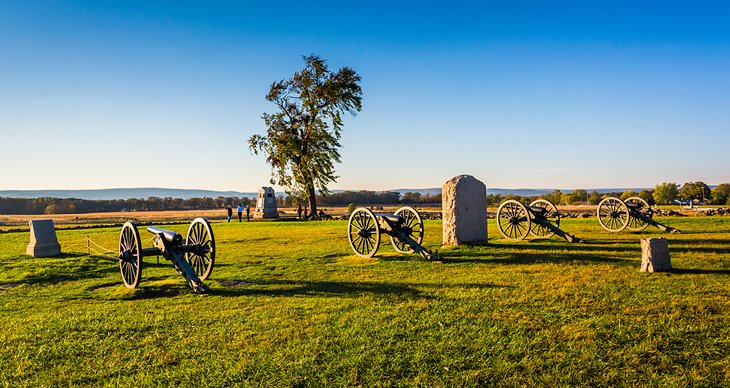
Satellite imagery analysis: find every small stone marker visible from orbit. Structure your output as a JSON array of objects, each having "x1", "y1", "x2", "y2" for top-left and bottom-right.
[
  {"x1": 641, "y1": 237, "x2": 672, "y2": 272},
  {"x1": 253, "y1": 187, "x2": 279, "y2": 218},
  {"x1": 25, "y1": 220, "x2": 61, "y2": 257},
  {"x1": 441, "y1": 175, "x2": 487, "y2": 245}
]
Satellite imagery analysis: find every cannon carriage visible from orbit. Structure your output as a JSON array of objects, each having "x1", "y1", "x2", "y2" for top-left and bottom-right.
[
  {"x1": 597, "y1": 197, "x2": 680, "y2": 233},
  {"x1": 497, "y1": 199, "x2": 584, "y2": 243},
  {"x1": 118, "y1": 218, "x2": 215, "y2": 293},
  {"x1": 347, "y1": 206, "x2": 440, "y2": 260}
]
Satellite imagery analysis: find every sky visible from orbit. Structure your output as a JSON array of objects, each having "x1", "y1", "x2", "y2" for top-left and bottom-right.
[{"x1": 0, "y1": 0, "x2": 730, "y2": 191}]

##########

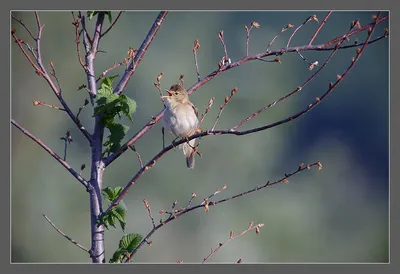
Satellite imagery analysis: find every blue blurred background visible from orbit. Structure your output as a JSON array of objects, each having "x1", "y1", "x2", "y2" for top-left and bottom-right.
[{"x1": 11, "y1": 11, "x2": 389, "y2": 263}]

##########

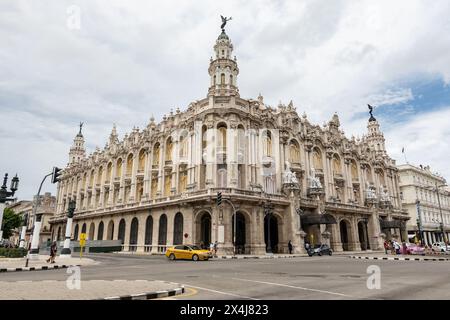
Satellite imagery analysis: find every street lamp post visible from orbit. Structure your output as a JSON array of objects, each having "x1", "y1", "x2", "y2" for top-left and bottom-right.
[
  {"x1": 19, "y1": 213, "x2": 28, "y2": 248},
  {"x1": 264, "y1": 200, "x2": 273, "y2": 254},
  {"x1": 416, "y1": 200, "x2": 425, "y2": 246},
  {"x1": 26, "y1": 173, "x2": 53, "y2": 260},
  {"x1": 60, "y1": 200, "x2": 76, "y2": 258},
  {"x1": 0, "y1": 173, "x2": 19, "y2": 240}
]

##########

Locate each line of the material above that contains the word "stone" and copy those lines. Treat uppercase and lowercase as different.

Satellite imagery analysis: find every small stone marker visible from orbit. Structure your output as a JSON array of objects, each having "x1", "y1", "x2", "y2" for top-left and bottom-right.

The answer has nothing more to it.